Halaman:
----------

Blogger news

Pages

Senin, 27 Januari 2014

Habib Ali Kwitang : Pejuang dan Penggerak Maulid Nabi  di Nusantara



Suatu malam rumah Habib Ali Kwitang diketuk seseorang yang bermaksud mengundang untuk acara selamatan sekaligus Maulidan. Kali ini beliau sedang kurang enak badan dan dalam keadaan akan tidur.
“Tolonglah, Habib, jamaah sudah berkumpul di tempat saya. Sementara ustadz kampung saya yang sedianya memimpin acara itu berhalangan hadir.” Mendengar penuturan yang memelas itu, beliau segera mengajak sang pengundang untuk berangkat.
            Letak rumah pengundang itu ternyata di kawasan kumuh dekat rel kereta api. Habib Ali memimpin pembacaan Maulid dan menyampaikan taushiyah. Betapa senangnya sang tuan rumah dan para tamu, acara sederhana mereka ternyata dihadiri ulama ternama nan kharismatik dari Jakarta.

----------

Sasaran Tugas:
• a. Tulis ulang dengan lebih ringkas paragraf kisah Habib Ali Kwitang yang diawali "Letak rumah pengundang itu", tanpa menghilangkan fakta pokoknya.
• b. Tentukan apakah tiap pernyataan berikut sesuai dengan kisah Habib Ali Kwitang. Jawab ya atau tidak, lalu kutip kata-kata penentunya dari teks. (i) Habib Ali sedang dalam keadaan sehat ketika diundang. (ii) Ustadz kampung pengundang berhalangan memimpin acara. (iii) Habib Ali menolak undangan tersebut.
• c. Dalam kisah Habib Ali Kwitang, gantilah "jamaah" dengan "para tamu", lalu tuliskan kembali bagian yang dibuka dengan kata-kata yang memuat "Suatu malam rumah" dan ditutup dengan "pengundang untuk berangkat.".

Baris yang Ditampilkan:
----------

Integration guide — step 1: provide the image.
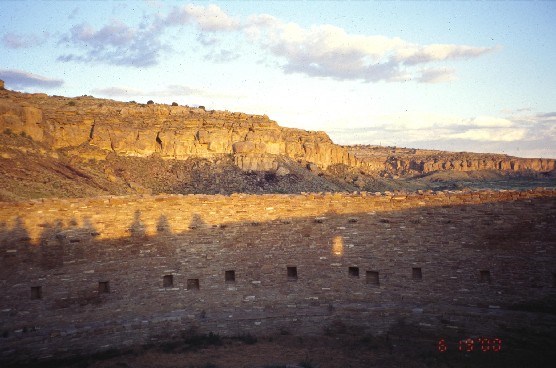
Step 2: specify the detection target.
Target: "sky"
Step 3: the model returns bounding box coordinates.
[0,0,556,158]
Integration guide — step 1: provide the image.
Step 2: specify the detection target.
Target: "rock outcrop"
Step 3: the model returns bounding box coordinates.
[0,87,357,170]
[347,146,556,176]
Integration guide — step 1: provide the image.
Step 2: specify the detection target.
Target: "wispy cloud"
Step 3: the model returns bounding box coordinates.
[0,69,64,89]
[246,16,495,83]
[163,5,241,32]
[2,32,49,49]
[58,20,168,68]
[92,85,205,97]
[417,68,456,83]
[329,110,556,158]
[53,5,497,83]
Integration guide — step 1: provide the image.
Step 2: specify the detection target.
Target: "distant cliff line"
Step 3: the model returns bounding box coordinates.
[0,81,556,175]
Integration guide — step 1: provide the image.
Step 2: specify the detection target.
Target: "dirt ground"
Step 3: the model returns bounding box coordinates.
[14,334,556,368]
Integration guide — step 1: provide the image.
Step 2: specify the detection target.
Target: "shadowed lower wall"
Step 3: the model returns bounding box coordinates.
[0,190,556,360]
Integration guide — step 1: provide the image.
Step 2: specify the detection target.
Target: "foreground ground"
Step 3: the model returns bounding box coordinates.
[9,323,556,368]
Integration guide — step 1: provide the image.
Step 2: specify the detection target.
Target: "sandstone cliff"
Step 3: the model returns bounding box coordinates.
[0,81,556,183]
[0,90,357,170]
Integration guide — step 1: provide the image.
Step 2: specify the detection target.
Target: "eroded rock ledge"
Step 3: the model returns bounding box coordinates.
[0,83,556,176]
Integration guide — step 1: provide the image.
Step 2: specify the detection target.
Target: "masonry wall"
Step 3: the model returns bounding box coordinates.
[0,189,556,360]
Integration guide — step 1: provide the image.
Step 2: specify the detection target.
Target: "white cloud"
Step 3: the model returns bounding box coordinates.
[52,5,495,83]
[0,69,64,89]
[92,85,205,97]
[244,15,496,83]
[2,32,49,49]
[418,68,456,83]
[165,5,241,32]
[58,19,168,67]
[328,110,556,158]
[446,128,527,142]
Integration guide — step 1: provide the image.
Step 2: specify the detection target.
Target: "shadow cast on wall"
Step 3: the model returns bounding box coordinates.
[0,198,556,360]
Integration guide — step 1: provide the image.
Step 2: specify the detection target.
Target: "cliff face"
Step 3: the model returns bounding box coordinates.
[0,90,357,170]
[347,146,556,176]
[0,84,556,177]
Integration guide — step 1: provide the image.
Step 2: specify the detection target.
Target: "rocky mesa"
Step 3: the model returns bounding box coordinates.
[0,83,556,201]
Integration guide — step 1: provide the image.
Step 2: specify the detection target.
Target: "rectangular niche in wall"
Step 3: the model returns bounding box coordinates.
[31,286,42,299]
[98,281,110,294]
[365,271,379,285]
[187,279,199,290]
[162,275,174,287]
[288,267,297,281]
[348,267,359,277]
[411,267,423,280]
[479,270,490,284]
[224,270,236,282]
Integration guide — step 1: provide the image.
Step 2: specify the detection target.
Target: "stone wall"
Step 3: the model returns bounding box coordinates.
[0,189,556,360]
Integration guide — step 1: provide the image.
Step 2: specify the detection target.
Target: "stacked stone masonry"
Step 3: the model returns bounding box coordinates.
[0,189,556,361]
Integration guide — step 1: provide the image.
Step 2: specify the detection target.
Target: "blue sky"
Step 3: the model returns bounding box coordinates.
[0,1,556,158]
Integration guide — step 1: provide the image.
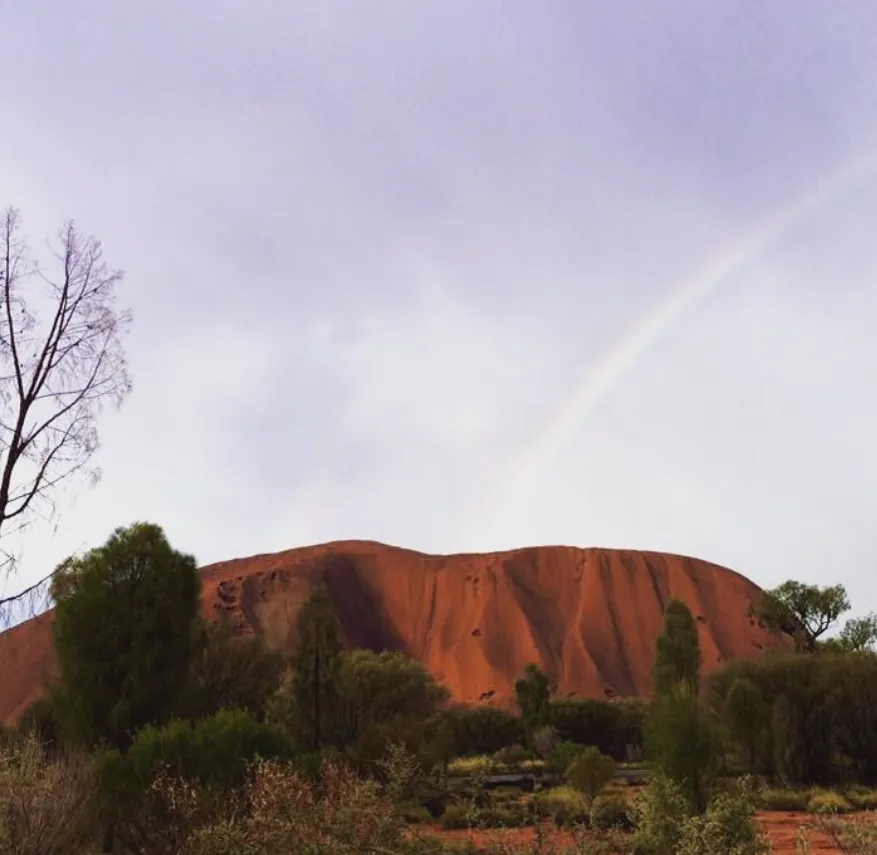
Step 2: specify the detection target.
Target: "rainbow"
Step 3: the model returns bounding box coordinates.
[471,145,877,539]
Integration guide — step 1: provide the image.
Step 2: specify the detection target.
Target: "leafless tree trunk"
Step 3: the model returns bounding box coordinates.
[0,208,131,623]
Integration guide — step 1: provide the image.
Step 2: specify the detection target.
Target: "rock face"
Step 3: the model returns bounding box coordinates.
[0,541,783,722]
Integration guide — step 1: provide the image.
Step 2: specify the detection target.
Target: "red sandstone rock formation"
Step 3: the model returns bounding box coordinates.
[0,541,782,723]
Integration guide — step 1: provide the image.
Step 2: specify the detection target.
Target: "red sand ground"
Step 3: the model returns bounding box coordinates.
[419,811,877,855]
[0,541,783,723]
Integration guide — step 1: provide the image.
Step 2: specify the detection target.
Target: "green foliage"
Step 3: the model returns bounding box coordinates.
[630,769,692,855]
[566,745,615,799]
[749,579,859,653]
[838,612,877,653]
[844,787,877,811]
[545,742,585,775]
[346,716,453,772]
[710,653,836,785]
[448,754,500,777]
[646,600,721,813]
[444,706,524,756]
[654,599,701,695]
[52,523,200,748]
[531,724,560,760]
[674,784,771,855]
[758,788,810,811]
[724,676,769,772]
[548,698,647,762]
[536,787,589,825]
[0,733,97,855]
[807,790,855,814]
[286,586,341,751]
[338,650,448,743]
[124,710,293,792]
[441,804,472,830]
[493,744,533,770]
[589,792,633,829]
[174,618,285,722]
[17,689,64,751]
[631,772,770,855]
[515,663,551,738]
[646,683,720,813]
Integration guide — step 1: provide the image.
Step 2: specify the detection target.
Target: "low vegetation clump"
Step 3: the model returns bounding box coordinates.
[0,733,97,855]
[566,745,615,802]
[588,790,633,830]
[844,787,877,811]
[807,790,855,814]
[758,787,810,812]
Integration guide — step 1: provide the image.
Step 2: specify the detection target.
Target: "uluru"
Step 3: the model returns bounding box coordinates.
[0,541,783,723]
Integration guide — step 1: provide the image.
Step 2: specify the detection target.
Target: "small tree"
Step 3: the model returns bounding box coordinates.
[654,599,701,695]
[749,579,850,653]
[566,745,615,801]
[646,600,717,813]
[338,650,448,742]
[837,612,877,653]
[515,663,551,739]
[288,585,341,751]
[175,618,285,722]
[52,523,200,750]
[0,208,131,620]
[724,677,770,772]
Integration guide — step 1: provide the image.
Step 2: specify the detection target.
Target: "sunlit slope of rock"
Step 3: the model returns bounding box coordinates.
[0,541,781,722]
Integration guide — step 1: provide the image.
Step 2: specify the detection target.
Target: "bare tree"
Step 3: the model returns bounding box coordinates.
[0,208,131,623]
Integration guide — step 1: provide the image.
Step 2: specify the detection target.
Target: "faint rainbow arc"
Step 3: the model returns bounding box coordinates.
[470,147,877,536]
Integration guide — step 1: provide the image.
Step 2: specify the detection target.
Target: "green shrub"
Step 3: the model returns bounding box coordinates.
[396,802,432,825]
[630,772,691,855]
[0,734,96,855]
[473,807,526,828]
[545,742,585,775]
[589,792,633,829]
[807,790,853,814]
[844,787,877,810]
[535,787,588,825]
[631,773,770,855]
[758,789,810,811]
[673,785,771,855]
[493,744,533,769]
[441,804,474,830]
[448,754,497,777]
[566,745,615,799]
[444,706,524,756]
[125,710,292,790]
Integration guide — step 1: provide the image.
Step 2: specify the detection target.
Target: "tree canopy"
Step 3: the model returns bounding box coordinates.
[52,522,200,750]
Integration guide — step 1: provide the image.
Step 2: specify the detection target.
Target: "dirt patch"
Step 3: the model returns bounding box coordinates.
[418,811,877,855]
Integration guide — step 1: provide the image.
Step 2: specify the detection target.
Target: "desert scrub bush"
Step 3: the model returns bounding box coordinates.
[189,759,406,855]
[448,754,499,777]
[0,733,97,855]
[758,787,810,811]
[632,774,770,855]
[535,787,588,825]
[566,745,616,799]
[630,772,690,855]
[545,742,585,775]
[493,745,533,769]
[807,790,854,814]
[812,814,877,855]
[588,791,633,829]
[441,804,474,829]
[844,787,877,811]
[396,802,432,825]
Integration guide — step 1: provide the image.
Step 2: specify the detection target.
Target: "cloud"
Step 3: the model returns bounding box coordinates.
[0,0,877,620]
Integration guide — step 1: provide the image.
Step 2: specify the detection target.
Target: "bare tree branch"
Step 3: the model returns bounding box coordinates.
[0,208,131,625]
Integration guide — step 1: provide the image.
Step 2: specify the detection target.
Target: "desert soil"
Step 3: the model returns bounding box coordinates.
[421,811,874,855]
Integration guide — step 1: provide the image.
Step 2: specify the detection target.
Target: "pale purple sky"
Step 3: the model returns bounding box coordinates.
[0,0,877,612]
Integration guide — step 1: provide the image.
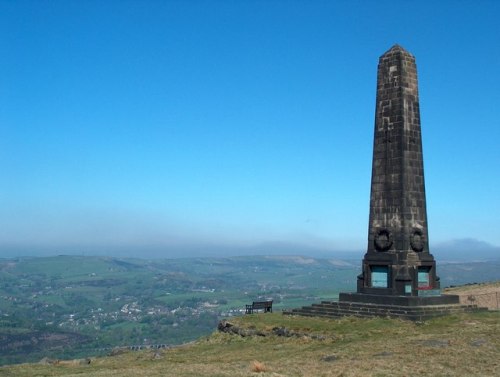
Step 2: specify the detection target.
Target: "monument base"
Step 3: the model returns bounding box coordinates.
[283,293,487,321]
[339,293,459,306]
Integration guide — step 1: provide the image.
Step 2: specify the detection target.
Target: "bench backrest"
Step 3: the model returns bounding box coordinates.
[252,301,273,309]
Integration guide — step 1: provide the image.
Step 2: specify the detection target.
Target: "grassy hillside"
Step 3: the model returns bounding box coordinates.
[0,311,500,377]
[0,256,500,365]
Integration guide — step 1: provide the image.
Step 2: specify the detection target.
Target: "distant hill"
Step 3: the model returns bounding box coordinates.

----------

Jawaban per Tugas:
• a. Rumah pengundang berada di kawasan kumuh dekat rel kereta api. Di sana Habib Ali memimpin pembacaan Maulid dan menyampaikan taushiyah. Tuan rumah dan para tamu sangat senang karena acara sederhana mereka dihadiri ulama ternama yang kharismatik dari Jakarta.

• b.
(i) Tidak: "Kali ini beliau sedang kurang enak badan dan dalam keadaan akan tidur."
(ii) Ya: "Sementara ustadz kampung saya yang sedianya memimpin acara itu berhalangan hadir."
(iii) Tidak: "beliau segera mengajak sang pengundang untuk berangkat."

• c.
Suatu malam rumah Habib Ali Kwitang diketuk seseorang yang bermaksud mengundang untuk acara selamatan sekaligus Maulidan. Kali ini beliau sedang kurang enak badan dan dalam keadaan akan tidur.
“Tolonglah, Habib, para tamu sudah berkumpul di tempat saya. Sementara ustadz kampung saya yang sedianya memimpin acara itu berhalangan hadir.” Mendengar penuturan yang memelas itu, beliau segera mengajak sang pengundang untuk berangkat.